**GIVEN INSTRUCTION**
Please repeat, unchanged, only the stretch of the items from the line containing "object | soil patch" through the end of the items.

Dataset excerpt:
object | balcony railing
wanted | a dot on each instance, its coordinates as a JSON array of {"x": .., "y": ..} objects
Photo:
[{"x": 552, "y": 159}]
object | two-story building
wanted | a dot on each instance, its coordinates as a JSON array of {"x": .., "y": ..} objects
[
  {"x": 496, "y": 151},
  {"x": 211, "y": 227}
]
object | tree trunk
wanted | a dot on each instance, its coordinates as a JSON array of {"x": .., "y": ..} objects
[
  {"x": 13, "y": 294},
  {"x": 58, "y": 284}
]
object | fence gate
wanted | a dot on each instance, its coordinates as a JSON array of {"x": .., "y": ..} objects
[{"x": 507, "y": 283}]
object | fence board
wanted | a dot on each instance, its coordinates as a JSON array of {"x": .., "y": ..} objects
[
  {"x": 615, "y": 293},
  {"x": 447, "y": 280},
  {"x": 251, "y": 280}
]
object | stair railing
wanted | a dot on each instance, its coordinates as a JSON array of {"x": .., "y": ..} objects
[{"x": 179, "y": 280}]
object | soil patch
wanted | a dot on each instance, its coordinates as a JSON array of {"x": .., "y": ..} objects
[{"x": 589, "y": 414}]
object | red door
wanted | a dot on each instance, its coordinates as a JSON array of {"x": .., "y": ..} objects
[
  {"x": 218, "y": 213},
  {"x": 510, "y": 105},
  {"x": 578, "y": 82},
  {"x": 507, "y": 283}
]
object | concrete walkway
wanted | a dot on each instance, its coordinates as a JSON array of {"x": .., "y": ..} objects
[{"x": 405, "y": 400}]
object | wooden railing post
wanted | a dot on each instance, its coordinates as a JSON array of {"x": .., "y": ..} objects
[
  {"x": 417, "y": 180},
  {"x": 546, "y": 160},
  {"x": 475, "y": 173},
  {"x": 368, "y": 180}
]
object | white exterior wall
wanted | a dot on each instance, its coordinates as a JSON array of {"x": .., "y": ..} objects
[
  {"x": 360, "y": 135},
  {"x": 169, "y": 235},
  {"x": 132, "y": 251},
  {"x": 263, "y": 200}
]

**RESPONSE TO THE EXERCISE**
object | soil patch
wanted | a dot on each instance, its coordinates as a JSON array of {"x": .., "y": ..} objects
[{"x": 589, "y": 414}]
object | red door
wanted | a dot on each instance, its coordinates as a JSON array of {"x": .., "y": ..} objects
[
  {"x": 218, "y": 213},
  {"x": 510, "y": 105},
  {"x": 578, "y": 82},
  {"x": 507, "y": 283}
]
object | concrete walkway
wanted | a dot on each instance, its coordinates as a JSON array of {"x": .., "y": ..} objects
[{"x": 405, "y": 400}]
object | wooden railing post
wanted | a dot on each instance, its coordinates as a JSON array of {"x": .., "y": ..} objects
[
  {"x": 417, "y": 180},
  {"x": 546, "y": 160},
  {"x": 475, "y": 173},
  {"x": 368, "y": 180}
]
object | white exterior wall
wanted | a dot on each instance, its coordinates as a JSON array of {"x": .., "y": ..} objects
[
  {"x": 360, "y": 135},
  {"x": 169, "y": 235},
  {"x": 132, "y": 251},
  {"x": 263, "y": 200}
]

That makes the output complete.